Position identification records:
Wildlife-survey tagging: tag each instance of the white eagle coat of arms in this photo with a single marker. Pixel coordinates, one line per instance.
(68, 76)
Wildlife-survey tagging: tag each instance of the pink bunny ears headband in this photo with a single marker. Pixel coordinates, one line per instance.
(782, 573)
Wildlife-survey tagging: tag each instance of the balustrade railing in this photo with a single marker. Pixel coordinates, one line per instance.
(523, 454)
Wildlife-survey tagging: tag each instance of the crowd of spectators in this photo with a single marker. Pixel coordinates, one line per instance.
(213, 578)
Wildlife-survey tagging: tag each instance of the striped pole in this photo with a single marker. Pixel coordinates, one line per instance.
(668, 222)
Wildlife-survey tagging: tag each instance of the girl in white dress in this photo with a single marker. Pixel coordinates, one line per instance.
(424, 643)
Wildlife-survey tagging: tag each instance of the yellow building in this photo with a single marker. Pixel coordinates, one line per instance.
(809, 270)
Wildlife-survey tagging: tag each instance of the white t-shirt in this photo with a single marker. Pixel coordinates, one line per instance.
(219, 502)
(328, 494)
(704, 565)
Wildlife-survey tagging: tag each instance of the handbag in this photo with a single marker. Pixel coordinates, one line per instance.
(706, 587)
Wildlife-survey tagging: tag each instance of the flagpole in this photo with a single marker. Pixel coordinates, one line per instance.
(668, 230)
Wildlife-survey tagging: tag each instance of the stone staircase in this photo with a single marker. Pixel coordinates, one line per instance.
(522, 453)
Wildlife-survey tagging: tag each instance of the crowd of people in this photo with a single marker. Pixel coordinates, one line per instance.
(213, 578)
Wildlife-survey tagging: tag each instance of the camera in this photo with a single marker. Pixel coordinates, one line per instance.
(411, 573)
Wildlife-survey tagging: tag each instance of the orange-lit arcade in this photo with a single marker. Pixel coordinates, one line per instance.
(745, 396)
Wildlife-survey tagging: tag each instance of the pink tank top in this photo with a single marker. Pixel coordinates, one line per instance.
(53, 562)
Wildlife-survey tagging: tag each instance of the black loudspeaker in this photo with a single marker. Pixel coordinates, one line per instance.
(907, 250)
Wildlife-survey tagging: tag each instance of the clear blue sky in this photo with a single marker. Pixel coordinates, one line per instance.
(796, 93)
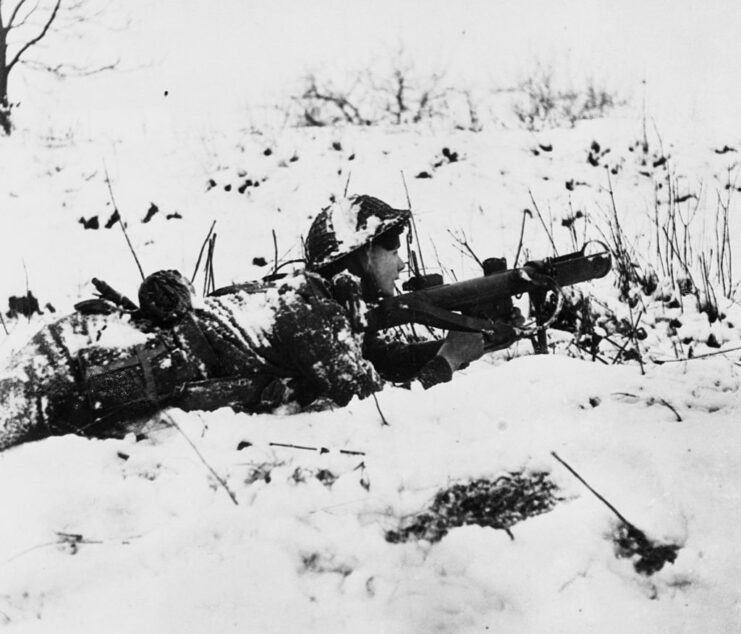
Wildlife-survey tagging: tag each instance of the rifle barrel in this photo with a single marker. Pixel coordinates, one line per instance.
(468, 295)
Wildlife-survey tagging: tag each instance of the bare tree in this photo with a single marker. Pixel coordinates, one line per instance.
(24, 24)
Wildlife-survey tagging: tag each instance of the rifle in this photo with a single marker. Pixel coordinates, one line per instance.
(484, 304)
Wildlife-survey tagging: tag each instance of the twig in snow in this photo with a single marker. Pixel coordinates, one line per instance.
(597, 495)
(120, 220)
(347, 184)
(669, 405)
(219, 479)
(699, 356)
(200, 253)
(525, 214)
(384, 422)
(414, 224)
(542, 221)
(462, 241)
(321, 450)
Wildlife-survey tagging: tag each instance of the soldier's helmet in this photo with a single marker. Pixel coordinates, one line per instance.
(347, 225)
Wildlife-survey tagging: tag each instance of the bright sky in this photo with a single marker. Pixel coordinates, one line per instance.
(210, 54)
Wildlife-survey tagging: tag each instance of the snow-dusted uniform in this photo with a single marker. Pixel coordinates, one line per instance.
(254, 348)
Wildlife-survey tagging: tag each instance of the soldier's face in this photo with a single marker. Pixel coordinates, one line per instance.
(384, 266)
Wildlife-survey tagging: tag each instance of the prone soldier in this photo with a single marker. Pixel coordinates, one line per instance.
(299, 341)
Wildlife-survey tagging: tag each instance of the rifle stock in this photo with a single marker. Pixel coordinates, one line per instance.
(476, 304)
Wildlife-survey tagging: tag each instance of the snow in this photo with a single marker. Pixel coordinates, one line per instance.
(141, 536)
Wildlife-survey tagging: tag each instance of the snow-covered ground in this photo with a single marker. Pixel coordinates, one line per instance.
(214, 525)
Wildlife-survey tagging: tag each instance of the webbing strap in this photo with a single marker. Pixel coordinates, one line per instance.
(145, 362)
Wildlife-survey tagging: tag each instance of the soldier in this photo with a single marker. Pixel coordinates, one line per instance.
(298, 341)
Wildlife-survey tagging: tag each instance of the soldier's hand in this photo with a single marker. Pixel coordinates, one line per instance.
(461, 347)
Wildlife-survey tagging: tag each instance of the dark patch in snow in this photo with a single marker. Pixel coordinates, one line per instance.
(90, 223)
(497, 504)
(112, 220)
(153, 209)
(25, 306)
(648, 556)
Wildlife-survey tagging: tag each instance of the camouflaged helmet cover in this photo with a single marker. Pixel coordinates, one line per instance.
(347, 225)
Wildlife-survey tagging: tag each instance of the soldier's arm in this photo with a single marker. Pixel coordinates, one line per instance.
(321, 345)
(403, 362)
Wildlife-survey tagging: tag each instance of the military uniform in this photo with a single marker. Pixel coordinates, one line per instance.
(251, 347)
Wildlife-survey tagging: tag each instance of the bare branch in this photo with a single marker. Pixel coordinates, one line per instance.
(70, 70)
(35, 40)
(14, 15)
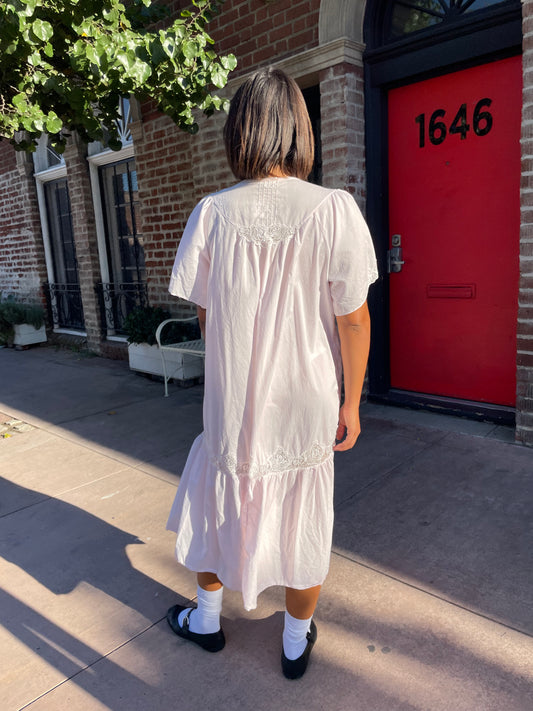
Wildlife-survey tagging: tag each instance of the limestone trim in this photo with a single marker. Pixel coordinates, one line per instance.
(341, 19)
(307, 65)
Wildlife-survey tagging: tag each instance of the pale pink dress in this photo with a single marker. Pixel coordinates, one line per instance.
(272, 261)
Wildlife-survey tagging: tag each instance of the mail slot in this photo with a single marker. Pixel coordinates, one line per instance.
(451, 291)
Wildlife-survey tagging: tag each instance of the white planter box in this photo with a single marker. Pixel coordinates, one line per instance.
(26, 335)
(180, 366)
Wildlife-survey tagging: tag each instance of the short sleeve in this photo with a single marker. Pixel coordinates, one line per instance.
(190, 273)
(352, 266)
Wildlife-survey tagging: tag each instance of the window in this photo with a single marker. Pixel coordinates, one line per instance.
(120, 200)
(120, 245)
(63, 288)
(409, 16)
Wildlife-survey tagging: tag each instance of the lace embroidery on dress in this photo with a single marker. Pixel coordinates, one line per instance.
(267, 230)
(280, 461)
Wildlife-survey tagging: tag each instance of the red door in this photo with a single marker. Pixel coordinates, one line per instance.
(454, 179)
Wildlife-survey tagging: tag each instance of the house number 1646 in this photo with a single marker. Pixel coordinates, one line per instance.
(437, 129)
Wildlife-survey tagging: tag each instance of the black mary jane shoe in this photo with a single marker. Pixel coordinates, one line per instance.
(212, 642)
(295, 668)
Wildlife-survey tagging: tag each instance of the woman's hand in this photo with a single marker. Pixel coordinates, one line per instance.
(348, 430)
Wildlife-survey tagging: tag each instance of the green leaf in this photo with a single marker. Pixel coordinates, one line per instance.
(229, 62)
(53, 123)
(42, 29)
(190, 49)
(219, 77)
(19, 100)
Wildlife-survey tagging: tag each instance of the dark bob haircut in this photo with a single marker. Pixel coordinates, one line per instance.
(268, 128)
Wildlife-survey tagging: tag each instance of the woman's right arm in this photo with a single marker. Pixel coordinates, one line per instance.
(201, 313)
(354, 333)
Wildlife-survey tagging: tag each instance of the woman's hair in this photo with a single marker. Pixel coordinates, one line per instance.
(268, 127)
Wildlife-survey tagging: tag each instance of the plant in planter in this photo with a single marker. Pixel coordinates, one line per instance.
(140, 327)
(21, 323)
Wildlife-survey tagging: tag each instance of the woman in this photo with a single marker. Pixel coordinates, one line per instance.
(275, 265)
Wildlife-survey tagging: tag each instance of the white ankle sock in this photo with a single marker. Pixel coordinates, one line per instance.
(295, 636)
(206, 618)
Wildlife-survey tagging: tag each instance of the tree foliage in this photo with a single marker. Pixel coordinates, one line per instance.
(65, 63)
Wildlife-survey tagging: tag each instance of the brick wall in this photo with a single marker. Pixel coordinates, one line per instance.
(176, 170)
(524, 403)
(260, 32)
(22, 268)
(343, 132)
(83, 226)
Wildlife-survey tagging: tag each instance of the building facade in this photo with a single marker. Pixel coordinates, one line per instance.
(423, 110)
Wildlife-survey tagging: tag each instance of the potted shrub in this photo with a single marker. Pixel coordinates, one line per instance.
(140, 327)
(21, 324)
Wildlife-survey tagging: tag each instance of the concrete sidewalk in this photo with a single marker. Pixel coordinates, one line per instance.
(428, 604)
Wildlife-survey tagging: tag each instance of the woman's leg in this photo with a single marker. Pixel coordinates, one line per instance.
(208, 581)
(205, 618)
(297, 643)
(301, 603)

...

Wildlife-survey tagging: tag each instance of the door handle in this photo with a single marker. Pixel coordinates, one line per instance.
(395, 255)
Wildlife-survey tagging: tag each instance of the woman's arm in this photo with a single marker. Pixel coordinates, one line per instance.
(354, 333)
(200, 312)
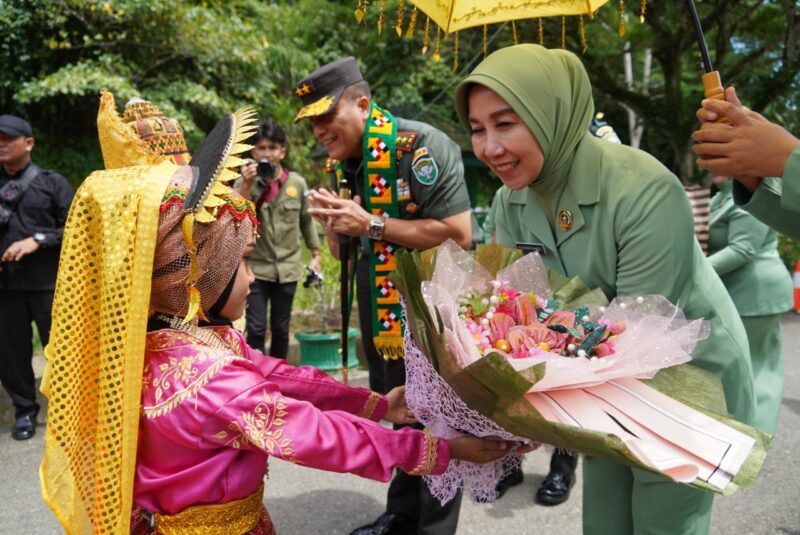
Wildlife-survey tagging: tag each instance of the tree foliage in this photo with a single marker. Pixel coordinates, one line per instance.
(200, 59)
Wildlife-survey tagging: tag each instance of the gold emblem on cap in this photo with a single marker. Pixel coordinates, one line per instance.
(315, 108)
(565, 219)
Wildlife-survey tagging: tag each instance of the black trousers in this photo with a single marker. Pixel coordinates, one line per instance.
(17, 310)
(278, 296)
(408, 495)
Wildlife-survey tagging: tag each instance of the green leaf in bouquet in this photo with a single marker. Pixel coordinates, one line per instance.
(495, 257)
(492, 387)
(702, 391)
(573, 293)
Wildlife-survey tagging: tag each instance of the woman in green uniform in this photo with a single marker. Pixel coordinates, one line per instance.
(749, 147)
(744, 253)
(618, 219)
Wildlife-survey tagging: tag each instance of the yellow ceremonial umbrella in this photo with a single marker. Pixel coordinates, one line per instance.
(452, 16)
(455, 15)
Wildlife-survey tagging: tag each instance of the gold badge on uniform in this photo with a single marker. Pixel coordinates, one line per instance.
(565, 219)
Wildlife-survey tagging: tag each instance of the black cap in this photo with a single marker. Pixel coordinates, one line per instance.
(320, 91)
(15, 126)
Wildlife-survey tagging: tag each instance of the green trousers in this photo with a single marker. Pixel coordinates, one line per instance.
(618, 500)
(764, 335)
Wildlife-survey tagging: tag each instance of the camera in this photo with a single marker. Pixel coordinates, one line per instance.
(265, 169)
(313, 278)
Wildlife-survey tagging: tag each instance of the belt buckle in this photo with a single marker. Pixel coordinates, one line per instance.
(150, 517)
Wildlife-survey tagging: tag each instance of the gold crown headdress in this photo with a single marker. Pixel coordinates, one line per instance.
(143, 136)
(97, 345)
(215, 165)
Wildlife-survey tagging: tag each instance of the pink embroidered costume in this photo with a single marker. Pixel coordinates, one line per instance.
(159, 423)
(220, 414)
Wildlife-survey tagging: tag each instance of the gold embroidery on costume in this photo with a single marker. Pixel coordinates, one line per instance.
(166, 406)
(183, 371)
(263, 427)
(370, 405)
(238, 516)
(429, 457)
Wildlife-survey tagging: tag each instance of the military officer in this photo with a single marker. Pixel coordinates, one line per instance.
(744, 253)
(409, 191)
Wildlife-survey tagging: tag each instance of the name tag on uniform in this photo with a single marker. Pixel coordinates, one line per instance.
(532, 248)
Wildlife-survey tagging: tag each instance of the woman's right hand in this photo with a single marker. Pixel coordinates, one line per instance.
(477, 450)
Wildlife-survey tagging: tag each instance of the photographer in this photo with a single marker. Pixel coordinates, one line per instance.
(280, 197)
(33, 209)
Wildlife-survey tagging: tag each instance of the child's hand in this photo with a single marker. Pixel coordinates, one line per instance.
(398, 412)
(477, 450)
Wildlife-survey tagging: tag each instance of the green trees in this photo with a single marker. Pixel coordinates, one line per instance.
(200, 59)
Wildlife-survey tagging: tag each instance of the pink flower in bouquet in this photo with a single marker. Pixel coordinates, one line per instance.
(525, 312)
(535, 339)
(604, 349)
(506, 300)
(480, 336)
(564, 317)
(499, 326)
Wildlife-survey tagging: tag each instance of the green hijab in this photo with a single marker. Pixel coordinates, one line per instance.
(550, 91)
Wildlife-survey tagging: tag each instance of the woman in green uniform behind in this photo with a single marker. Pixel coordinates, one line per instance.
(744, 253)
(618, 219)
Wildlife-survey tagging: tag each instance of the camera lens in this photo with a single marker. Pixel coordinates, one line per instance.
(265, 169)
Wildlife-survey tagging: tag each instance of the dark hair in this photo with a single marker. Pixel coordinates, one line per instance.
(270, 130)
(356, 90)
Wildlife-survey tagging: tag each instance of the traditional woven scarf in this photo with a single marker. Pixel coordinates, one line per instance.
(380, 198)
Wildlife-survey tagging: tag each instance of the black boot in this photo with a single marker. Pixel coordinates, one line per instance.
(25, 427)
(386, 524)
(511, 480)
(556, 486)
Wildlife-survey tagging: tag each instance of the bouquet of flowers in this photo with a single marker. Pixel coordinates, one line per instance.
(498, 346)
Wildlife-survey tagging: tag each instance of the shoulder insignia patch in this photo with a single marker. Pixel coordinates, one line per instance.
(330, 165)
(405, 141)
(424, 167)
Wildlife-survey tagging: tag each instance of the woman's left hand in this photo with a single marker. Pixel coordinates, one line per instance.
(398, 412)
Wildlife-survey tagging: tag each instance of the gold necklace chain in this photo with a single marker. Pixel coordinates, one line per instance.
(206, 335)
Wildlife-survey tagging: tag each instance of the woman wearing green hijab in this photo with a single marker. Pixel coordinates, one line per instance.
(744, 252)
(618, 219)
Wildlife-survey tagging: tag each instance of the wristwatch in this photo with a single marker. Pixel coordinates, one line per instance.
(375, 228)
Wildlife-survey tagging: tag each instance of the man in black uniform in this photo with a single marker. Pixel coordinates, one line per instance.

■ Exercise directions
Report how many lines in the entries above contain the string "green", treating case as significant, and give only the number.

■ Exercise output
8